**TASK REQUIREMENTS:** Copy the records below exactly as they appear.

Dataset records
# # # #

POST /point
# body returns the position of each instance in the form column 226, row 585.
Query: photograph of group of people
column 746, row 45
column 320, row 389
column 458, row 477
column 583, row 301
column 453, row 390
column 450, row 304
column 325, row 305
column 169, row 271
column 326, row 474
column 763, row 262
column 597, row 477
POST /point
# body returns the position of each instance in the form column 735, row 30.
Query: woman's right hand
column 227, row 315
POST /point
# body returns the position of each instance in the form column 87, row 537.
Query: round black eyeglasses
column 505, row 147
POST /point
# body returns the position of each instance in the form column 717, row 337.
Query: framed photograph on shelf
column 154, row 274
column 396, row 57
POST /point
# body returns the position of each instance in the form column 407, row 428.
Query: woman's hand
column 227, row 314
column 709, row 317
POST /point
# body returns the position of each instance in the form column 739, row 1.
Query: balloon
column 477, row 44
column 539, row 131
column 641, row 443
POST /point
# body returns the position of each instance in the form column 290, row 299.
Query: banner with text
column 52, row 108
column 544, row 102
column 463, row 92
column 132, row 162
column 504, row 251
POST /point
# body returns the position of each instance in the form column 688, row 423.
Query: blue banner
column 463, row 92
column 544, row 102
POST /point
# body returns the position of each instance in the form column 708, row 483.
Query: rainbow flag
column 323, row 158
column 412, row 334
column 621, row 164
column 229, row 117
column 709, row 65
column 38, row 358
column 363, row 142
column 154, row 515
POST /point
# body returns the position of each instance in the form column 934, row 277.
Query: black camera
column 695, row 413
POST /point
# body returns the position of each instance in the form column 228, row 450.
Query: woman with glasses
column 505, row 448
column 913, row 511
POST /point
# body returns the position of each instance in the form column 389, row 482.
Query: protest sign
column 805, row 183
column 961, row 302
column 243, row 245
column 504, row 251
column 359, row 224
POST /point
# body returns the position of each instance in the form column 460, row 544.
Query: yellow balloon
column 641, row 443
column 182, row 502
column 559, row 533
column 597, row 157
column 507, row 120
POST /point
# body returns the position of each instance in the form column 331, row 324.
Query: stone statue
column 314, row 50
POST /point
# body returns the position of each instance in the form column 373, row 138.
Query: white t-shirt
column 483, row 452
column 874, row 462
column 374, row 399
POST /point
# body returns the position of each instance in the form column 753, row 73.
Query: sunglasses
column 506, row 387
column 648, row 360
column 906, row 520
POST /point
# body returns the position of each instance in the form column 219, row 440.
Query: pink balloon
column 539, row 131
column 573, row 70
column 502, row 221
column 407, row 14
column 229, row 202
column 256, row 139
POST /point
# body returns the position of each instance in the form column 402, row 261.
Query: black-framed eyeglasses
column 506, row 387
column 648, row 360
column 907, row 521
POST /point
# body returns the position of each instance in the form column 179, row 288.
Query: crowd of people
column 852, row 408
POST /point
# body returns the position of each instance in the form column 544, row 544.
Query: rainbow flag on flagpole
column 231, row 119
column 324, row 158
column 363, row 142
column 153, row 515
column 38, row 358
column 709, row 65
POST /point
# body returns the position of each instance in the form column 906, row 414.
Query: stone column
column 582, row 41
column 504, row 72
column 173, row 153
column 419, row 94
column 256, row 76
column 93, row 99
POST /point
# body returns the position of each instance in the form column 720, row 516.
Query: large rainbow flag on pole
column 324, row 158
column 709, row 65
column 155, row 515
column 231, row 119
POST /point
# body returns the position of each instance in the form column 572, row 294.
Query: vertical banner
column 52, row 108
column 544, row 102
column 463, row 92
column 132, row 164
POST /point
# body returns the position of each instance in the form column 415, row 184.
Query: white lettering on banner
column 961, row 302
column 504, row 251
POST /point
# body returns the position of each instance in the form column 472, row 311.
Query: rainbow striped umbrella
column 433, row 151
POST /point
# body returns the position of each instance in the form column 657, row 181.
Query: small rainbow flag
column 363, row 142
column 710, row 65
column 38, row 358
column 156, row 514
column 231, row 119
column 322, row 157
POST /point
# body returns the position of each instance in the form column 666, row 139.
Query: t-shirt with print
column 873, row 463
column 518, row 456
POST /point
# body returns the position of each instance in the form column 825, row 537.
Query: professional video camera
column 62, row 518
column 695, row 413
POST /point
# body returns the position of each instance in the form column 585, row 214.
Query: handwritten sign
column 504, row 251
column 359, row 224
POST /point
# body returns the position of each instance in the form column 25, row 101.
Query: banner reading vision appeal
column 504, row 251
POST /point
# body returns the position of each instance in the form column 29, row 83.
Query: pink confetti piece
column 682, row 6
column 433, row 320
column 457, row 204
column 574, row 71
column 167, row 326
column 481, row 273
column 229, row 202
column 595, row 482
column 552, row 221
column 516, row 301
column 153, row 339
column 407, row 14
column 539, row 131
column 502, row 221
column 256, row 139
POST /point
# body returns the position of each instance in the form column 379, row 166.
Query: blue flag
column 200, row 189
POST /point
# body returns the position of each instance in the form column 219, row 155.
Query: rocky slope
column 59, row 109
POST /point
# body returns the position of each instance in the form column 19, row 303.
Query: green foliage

# # # #

**RESULT OF THIS TASK:**
POST /point
# body returns the position of each instance in the form column 226, row 585.
Query: photograph of group of people
column 746, row 45
column 320, row 389
column 458, row 477
column 583, row 301
column 453, row 390
column 450, row 304
column 325, row 305
column 169, row 271
column 326, row 474
column 763, row 262
column 597, row 477
POST /point
# body returns the position of each instance in the form column 735, row 30.
Query: woman's right hand
column 227, row 315
POST /point
# body returns the position of each instance in the form column 87, row 537.
Query: round black eyeglasses
column 505, row 147
POST /point
# body returns the position of each instance in the form column 717, row 337.
Query: framed photograph on shelf
column 154, row 274
column 396, row 57
POST /point
# body returns the position of each instance in the form column 407, row 428.
Query: woman's hand
column 227, row 314
column 709, row 317
POST /point
# body returns the position of each instance in the form column 739, row 1.
Query: balloon
column 477, row 44
column 539, row 131
column 641, row 443
POST /point
# body returns the position of each instance in the form column 290, row 299.
Query: banner with text
column 52, row 108
column 544, row 102
column 463, row 92
column 132, row 162
column 504, row 251
POST /point
# body returns the position of each instance in the form column 688, row 423.
Query: blue banner
column 463, row 92
column 544, row 102
POST /point
# body returns the position of each instance in the form column 708, row 483.
Query: rainbow flag
column 323, row 158
column 412, row 334
column 621, row 164
column 229, row 117
column 709, row 65
column 38, row 358
column 363, row 142
column 154, row 515
POST /point
# body returns the position of each instance in the form column 934, row 277.
Query: black camera
column 695, row 413
POST /point
# body returns the position of each instance in the form column 228, row 450.
Query: woman with glasses
column 505, row 448
column 913, row 511
POST /point
# body returns the position of each instance in the form column 389, row 482.
Query: protest sign
column 805, row 183
column 961, row 302
column 243, row 245
column 504, row 251
column 359, row 224
POST /point
# body returns the position of each instance in the form column 460, row 544.
Query: yellow balloon
column 641, row 443
column 182, row 502
column 559, row 533
column 597, row 157
column 507, row 120
POST /point
# body returns the position of each instance in the form column 331, row 324.
Query: stone statue
column 314, row 50
POST /point
# body returns the position of each instance in the form column 373, row 138.
Query: white t-shirt
column 483, row 452
column 874, row 462
column 374, row 399
POST /point
# body returns the position of each instance in the form column 753, row 73.
Query: sunglasses
column 506, row 387
column 648, row 360
column 906, row 520
POST /point
# body returns the position of each instance in the form column 219, row 440.
Query: pink balloon
column 539, row 131
column 573, row 70
column 502, row 221
column 407, row 14
column 229, row 202
column 256, row 139
POST /point
# body returns the position of each instance in the form column 402, row 261.
Query: black-framed eyeglasses
column 506, row 387
column 648, row 360
column 907, row 521
POST /point
# body returns the position of each instance in the form column 179, row 288.
Query: crowd of people
column 852, row 408
POST /point
# body returns the position of each instance in the form column 544, row 544.
Query: rainbow flag on flagpole
column 231, row 119
column 324, row 158
column 363, row 142
column 153, row 515
column 38, row 358
column 709, row 65
POST /point
# body returns the position of each instance in the form column 906, row 414.
Query: stone column
column 582, row 41
column 504, row 72
column 173, row 153
column 419, row 94
column 256, row 76
column 93, row 99
POST /point
# body returns the position of each instance in the form column 720, row 516.
Query: large rainbow flag on pole
column 324, row 158
column 709, row 65
column 155, row 515
column 231, row 119
POST /point
# body returns the position of each instance in the form column 572, row 294.
Query: vertical banner
column 52, row 108
column 544, row 102
column 463, row 92
column 132, row 164
POST /point
# body returns the position of each instance in the form column 415, row 184.
Query: white lettering on banner
column 961, row 302
column 504, row 251
POST /point
# body returns the position of each instance in the form column 472, row 311.
Query: rainbow striped umbrella
column 433, row 151
POST /point
# body returns the position of each instance in the form column 657, row 181.
Query: small rainbow flag
column 363, row 142
column 710, row 65
column 38, row 358
column 156, row 514
column 231, row 119
column 322, row 157
POST /point
# body returns the position of each instance in the form column 666, row 139.
Query: t-shirt with print
column 873, row 463
column 518, row 456
POST /point
# body returns the position of each instance in the form column 825, row 537.
Query: professional video camera
column 62, row 518
column 695, row 413
POST /point
# body returns the position of each instance in the form column 585, row 214.
Query: handwritten sign
column 504, row 251
column 359, row 224
POST /point
# body returns the position of each instance in the form column 25, row 101.
Query: banner reading vision appeal
column 504, row 251
POST /point
# body returns the position of each instance in the form column 29, row 83.
Query: pink confetti piece
column 682, row 6
column 433, row 320
column 457, row 204
column 574, row 71
column 167, row 326
column 481, row 273
column 229, row 202
column 595, row 482
column 552, row 221
column 516, row 301
column 153, row 339
column 407, row 14
column 539, row 131
column 502, row 221
column 256, row 139
POST /point
# body returns the position of each instance in the form column 379, row 166.
Query: blue flag
column 200, row 189
POST /point
# body returns the position of each instance in the form column 219, row 155.
Query: rocky slope
column 59, row 109
POST /point
# body returns the position of each instance in the form column 19, row 303.
Query: green foliage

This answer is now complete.